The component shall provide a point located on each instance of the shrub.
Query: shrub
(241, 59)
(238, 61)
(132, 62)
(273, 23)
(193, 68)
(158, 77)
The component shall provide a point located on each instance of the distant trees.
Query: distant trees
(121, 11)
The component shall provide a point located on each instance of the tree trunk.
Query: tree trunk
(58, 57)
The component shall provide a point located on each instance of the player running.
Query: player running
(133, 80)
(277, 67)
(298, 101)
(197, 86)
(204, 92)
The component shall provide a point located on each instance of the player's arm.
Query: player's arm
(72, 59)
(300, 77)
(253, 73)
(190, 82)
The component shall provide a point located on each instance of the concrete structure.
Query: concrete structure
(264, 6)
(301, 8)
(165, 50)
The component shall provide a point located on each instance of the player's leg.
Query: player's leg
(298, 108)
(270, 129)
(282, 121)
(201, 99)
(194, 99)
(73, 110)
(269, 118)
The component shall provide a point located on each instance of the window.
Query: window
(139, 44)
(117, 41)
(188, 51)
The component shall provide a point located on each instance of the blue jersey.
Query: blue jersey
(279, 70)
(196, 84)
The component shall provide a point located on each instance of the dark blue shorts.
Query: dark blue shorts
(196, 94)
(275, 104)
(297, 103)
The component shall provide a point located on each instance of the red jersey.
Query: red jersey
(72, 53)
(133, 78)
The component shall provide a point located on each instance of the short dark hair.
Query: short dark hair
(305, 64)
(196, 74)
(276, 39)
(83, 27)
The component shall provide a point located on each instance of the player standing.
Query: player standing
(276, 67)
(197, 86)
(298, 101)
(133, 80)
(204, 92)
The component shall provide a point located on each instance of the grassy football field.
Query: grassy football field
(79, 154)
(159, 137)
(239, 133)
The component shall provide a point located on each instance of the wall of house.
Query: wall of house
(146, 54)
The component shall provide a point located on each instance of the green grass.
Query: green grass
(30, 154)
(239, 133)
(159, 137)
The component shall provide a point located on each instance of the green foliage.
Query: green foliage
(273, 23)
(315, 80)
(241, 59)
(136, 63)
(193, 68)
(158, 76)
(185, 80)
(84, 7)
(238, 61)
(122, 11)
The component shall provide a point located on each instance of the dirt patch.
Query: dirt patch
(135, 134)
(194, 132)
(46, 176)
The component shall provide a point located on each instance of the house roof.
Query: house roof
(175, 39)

● ● ● ●

### Directions for this task
Would you please output every record again, exactly?

### Response area
The component shall provide a point located on each instance of the shrub.
Query: shrub
(241, 59)
(238, 61)
(132, 62)
(273, 23)
(193, 68)
(158, 77)
The component shall provide a point located on each instance of the distant trees.
Query: distant trees
(121, 11)
The component shall provide a point located on each instance of the tree trunk.
Query: tree trunk
(58, 57)
The component shall provide a point located on each instance of the player running.
Query: player running
(133, 80)
(277, 67)
(298, 101)
(197, 86)
(204, 92)
The component shall provide a point located on each instance of the player's arm.
Query: player's arm
(72, 59)
(300, 77)
(253, 73)
(190, 82)
The component shall provide a point located on each instance of the concrete structure.
Query: concrete structure
(264, 6)
(301, 8)
(165, 50)
The component shall provide a point located on each instance of the player's leg.
Query: player's leg
(298, 108)
(270, 129)
(282, 121)
(201, 99)
(194, 99)
(73, 110)
(269, 118)
The component shall provide a point located on each instance of the window.
Query: window
(139, 44)
(117, 41)
(188, 51)
The component shall provide a point located on each instance of the blue jersey.
Query: blue jersey
(279, 70)
(196, 84)
The component shall provide a point located on each instance of the dark blue shorts.
Query: dark blue shorts
(196, 94)
(275, 104)
(297, 103)
The component shall provide a point located on each instance of the red jersey.
Query: red jersey
(72, 53)
(133, 78)
The component shall provide a point located on each instance of the short dark hair.
Query: short dark hair
(305, 64)
(196, 74)
(276, 39)
(83, 27)
The component shall provide a point located on each instance of the player standing.
Query: player standing
(276, 67)
(197, 86)
(298, 101)
(133, 80)
(204, 92)
The component shall provide a point located on each instance of the grassy football field.
Query: grassy football field
(79, 154)
(159, 137)
(239, 133)
The component shall provide a point located on each instance of the wall of house.
Query: wall of house
(146, 54)
The component shall provide a point located on each instance of the green grass.
Query: green grass
(30, 154)
(239, 133)
(159, 137)
The component shall provide a point located on each instance of the green foliage.
Query: green foliage
(273, 23)
(315, 80)
(241, 59)
(136, 63)
(193, 68)
(158, 76)
(185, 80)
(84, 7)
(238, 61)
(122, 11)
The component shall provide a point located on each instance of the dirt patch.
Query: dirt patch
(135, 134)
(194, 132)
(46, 176)
The component shall provide a point located on each instance of the house roof.
Query: house roof
(175, 39)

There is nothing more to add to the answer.